▶ [EXERCISE PROMPT]: Copy out every record below with complete accuracy.

··· WORKING DATA ···

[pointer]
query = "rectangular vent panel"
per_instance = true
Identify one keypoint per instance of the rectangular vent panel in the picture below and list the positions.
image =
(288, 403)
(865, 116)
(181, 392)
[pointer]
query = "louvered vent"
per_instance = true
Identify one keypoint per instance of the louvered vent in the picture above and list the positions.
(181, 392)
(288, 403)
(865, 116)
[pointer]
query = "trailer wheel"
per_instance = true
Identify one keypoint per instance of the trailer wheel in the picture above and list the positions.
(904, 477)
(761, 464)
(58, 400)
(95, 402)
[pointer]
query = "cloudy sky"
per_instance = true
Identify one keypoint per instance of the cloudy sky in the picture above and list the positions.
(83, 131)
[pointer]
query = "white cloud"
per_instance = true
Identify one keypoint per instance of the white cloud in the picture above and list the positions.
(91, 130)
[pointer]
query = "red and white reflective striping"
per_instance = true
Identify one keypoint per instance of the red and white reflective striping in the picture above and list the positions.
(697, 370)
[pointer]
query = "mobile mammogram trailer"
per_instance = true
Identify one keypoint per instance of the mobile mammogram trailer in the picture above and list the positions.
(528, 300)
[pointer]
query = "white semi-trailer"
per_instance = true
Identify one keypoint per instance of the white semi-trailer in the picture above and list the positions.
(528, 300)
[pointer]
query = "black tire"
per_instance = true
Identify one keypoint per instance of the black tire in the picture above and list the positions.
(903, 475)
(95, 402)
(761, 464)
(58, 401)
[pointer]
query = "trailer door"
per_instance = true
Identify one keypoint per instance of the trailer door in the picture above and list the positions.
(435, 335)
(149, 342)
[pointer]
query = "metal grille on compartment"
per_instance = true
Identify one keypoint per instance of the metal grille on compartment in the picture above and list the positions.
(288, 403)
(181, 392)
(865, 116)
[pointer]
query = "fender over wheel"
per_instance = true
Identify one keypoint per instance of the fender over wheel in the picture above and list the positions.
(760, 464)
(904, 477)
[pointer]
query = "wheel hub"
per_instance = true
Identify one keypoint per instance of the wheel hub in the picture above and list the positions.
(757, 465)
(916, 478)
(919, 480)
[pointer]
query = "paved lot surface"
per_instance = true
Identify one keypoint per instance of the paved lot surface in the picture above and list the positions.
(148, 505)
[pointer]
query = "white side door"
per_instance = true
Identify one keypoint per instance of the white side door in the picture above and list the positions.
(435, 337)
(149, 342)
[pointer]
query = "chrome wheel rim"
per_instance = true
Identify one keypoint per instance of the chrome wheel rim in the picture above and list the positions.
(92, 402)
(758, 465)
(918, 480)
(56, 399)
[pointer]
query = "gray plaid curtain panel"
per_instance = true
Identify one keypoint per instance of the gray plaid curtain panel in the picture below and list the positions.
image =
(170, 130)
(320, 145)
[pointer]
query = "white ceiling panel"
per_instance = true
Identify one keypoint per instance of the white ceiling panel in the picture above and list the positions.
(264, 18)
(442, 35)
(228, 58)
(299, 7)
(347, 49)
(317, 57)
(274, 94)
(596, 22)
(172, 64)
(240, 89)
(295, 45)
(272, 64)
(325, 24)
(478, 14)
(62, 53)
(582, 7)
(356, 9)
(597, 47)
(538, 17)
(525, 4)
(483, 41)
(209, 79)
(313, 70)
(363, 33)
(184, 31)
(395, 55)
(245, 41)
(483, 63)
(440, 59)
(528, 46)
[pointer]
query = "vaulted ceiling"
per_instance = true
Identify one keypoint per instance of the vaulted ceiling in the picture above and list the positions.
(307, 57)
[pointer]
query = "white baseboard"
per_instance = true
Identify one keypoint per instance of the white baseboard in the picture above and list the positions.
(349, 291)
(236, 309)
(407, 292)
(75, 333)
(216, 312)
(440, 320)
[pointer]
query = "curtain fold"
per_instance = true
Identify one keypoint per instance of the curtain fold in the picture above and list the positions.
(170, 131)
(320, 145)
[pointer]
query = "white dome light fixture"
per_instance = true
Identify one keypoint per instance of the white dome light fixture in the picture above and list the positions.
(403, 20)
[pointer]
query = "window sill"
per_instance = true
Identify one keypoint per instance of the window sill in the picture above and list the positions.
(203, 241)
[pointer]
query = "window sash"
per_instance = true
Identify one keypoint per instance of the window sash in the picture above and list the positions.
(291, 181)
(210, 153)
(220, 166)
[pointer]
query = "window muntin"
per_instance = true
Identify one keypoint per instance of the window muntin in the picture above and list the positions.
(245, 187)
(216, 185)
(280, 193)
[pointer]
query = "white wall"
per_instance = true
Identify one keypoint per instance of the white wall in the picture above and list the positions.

···

▶ [OUTPUT FOR THIS EXERCISE]:
[pointer]
query = "rectangular vent panel"
per_instance = true
Identify one keypoint per instance of the rectangular vent panel in the picture below and list the positions.
image =
(288, 403)
(865, 116)
(181, 392)
[pointer]
query = "louvered vent"
per_instance = true
Identify one keypoint per instance of the louvered vent in the picture above and list the positions.
(181, 392)
(288, 403)
(865, 116)
[pointer]
query = "trailer wheel"
per_instance = true
Identify one keypoint per instance of the trailer wheel in the picture above and list the positions.
(904, 477)
(761, 464)
(58, 400)
(95, 402)
[pointer]
query = "cloudy sky"
per_instance = true
Identify one keypoint per instance of the cloudy sky in the picture above and list the positions.
(83, 131)
[pointer]
query = "white cloud"
per_instance = true
Identify one keypoint per instance of the white cloud in the picture above and list the positions.
(91, 130)
[pointer]
query = "red and white reflective striping"
per_instance = true
Identify one keypoint per instance of the red and white reflective striping in the picture above and list the positions.
(697, 370)
[pointer]
query = "mobile mammogram trailer"
per_instance = true
Identify one keypoint per instance of the mobile mammogram trailer in the picture above and list the positions.
(528, 300)
[pointer]
query = "white semi-trailer"
per_instance = true
Identify one keypoint per instance of the white semi-trailer in the picture above and list the positions.
(528, 300)
[pointer]
query = "black tire"
per_instance = true
Identify one keypoint per instance of the black tire in the picture above and list the positions.
(903, 475)
(95, 402)
(761, 464)
(58, 401)
[pointer]
query = "trailer door"
per_instance = true
Identify one keypoint per instance of the trailer door in the picture above and list the positions.
(435, 335)
(149, 342)
[pointer]
query = "metal grille on compartment"
per_instance = true
Identify one keypoint per instance of the metal grille on compartment in the picture above and list the positions.
(288, 403)
(181, 392)
(865, 116)
[pointer]
query = "fender over wheel"
per_instance = true
Identify one keypoint per instance of the fender over wheel in the picture above and list the positions.
(760, 464)
(904, 477)
[pointer]
query = "wheel hub"
per_instance = true
Identify one keypoint per instance of the wheel hub in the picture above and list the positions.
(757, 465)
(916, 478)
(919, 480)
[pointer]
query = "paved lot surface"
per_instance = true
Identify one keypoint per instance of the paved lot surface in the picture above and list the positions.
(148, 505)
[pointer]
query = "white side door"
per_instance = true
Identify one keypoint per instance of the white side door in the picture above and list the positions.
(435, 337)
(149, 342)
[pointer]
query = "chrome wheel rim"
per_instance = true
Identify one keypoint per instance of the chrome wheel rim in the picture above and list the positions.
(92, 402)
(758, 465)
(918, 480)
(56, 399)
[pointer]
query = "gray plaid curtain panel"
per_instance = true
Identify one keypoint per instance of the gray plaid curtain panel in the picture below and list the positions.
image =
(170, 130)
(320, 145)
[pointer]
query = "white ceiling panel"
per_instance = true
Identify one keypoint per instance of the white ceiling panel in the picture above and list the positions.
(264, 18)
(442, 35)
(228, 58)
(299, 7)
(347, 49)
(317, 57)
(274, 94)
(596, 22)
(172, 64)
(240, 89)
(295, 45)
(272, 64)
(325, 24)
(478, 14)
(62, 53)
(582, 7)
(356, 9)
(597, 47)
(538, 17)
(525, 4)
(483, 41)
(209, 79)
(313, 70)
(363, 33)
(184, 31)
(395, 55)
(245, 41)
(483, 63)
(440, 59)
(528, 46)
[pointer]
query = "vaulted ceiling"
per_instance = true
Identify one keypoint per instance of the vaulted ceiling in the picture above and list the positions.
(307, 57)
[pointer]
query = "white baseboard"
per_instance = true
Identify one keypoint per instance of the white baseboard in the picture above and list the positions.
(349, 291)
(236, 309)
(407, 292)
(75, 333)
(216, 312)
(440, 320)
[pointer]
query = "curtain fold"
per_instance = true
Identify one keypoint per instance of the curtain fold in the picture above and list the positions.
(170, 131)
(320, 145)
[pointer]
query = "white dome light fixture"
per_instance = true
Identify one keypoint per instance of the white dome light fixture in the picture above and list the positions.
(403, 20)
[pointer]
query = "window sill"
per_instance = true
Identify one keypoint per instance of the window sill in the picture above and list the positions.
(203, 241)
[pointer]
query = "window sash"
per_instance = true
Identify one keypoint per instance of the window sash in the picture above and list the positions.
(291, 181)
(210, 153)
(220, 166)
[pointer]
query = "window muntin"
per_instance = true
Identify one keypoint per instance of the window muntin in the picture above and list the positions.
(245, 187)
(216, 185)
(280, 193)
[pointer]
query = "white wall"
per_instance = true
Identify one keypoint per instance of the white wall in the picture above and list the positions.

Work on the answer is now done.